High school principal Leadership

High school principal Leadership

Introduction

The Performance Indicators for Effective Principal Leadership in Improving Student Achievement have been developed. The performance indicators are intended to provide clarity and specificity about the skills, beliefs, and knowledge a principal needs to demonstrate effective leadership in improving student achievement. We are sharing them in draft form in the hope that you will share your thoughts and ideas about these critical principal performance behaviors.

Analysis

Effective principals are strong educators, anchoring their work on central issues of learning and teaching and continuous school improvement. Principals must lead their school through the goal-setting process in which student achievement data is analyzed, improvement areas are identified and actions for change are initiated. This process involves working collaboratively with staff and school community to identify discrepancies between current and desired outcomes, to set and prioritize goals to help close the gap, to develop improvement and monitoring strategies aimed at accomplishing the goals, and to communicate goals and change efforts to the entire school community (Hall & Hord, 2006). Principals must also ensure that staff development needs are identified in alignment with school improvement priorities and that these needs are addressed with appropriate professional learning opportunities.

While the importance of principals to the quality of schools may seem obvious, in fact scholars have only recently begun to examine educational leadership. Studies on the topic suggest that in the past, principals were able to succeed, at least partially, by simply carrying out the directives of central administrators. But “management” by principals is no longer enough to meet today's educational challenges — instead principals must assume a greater leadership role (Drake et al, 1999).

*Recorded data*.
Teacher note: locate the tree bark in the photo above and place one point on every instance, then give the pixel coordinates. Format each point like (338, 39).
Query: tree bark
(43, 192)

*Requirements*. Decide whether each statement agrees with the text on principal leadership above, answering yes or no and quoting the deciding words of the text. 1. The performance indicators are being shared in their final form. 2. Scholars have studied educational leadership for a long time. 3. Principals must make sure staff development needs are identified in line with school improvement priorities.

*Exercise response*.
1. No: "We are sharing them in draft form"
2. No: "scholars have only recently begun to examine educational leadership"
3. Yes: "Principals must also ensure that staff development needs are identified in alignment with school improvement priorities"